━━━━━ Material for this task
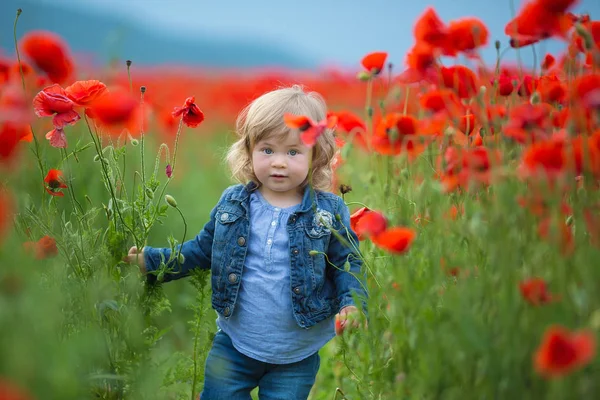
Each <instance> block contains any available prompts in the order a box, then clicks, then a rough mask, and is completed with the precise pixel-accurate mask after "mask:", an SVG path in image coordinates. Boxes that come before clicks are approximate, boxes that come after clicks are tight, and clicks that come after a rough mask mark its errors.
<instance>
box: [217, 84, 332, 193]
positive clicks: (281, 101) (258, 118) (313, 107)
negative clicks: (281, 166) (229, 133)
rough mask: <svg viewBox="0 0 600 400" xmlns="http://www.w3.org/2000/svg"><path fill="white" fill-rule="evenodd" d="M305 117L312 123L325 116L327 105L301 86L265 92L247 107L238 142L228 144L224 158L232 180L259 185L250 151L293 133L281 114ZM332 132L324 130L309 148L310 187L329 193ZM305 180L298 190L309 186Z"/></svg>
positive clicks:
━━━━━━━━━━
▸ **What the task requires**
Copy the records above line for line, without any change, but leave out the picture.

▸ **Response**
Each <instance> block contains any available prompts in the order a box, then clicks, then a rough mask, and is completed with the precise pixel-accurate mask after "mask:", an SVG path in image coordinates. Boxes that come before clicks are approximate, boxes that come after clicks are tight, and clicks that come after a rough mask mark its errors.
<instance>
box: [217, 84, 332, 193]
positive clicks: (281, 101) (258, 118) (313, 107)
negative clicks: (281, 166) (229, 133)
rough mask: <svg viewBox="0 0 600 400" xmlns="http://www.w3.org/2000/svg"><path fill="white" fill-rule="evenodd" d="M305 117L312 123L325 116L327 105L301 86L265 92L247 107L238 142L228 144L224 158L232 180L259 185L250 151L293 133L281 114ZM332 132L324 130L309 148L310 187L329 193ZM305 180L298 190L309 186Z"/></svg>
positive clicks:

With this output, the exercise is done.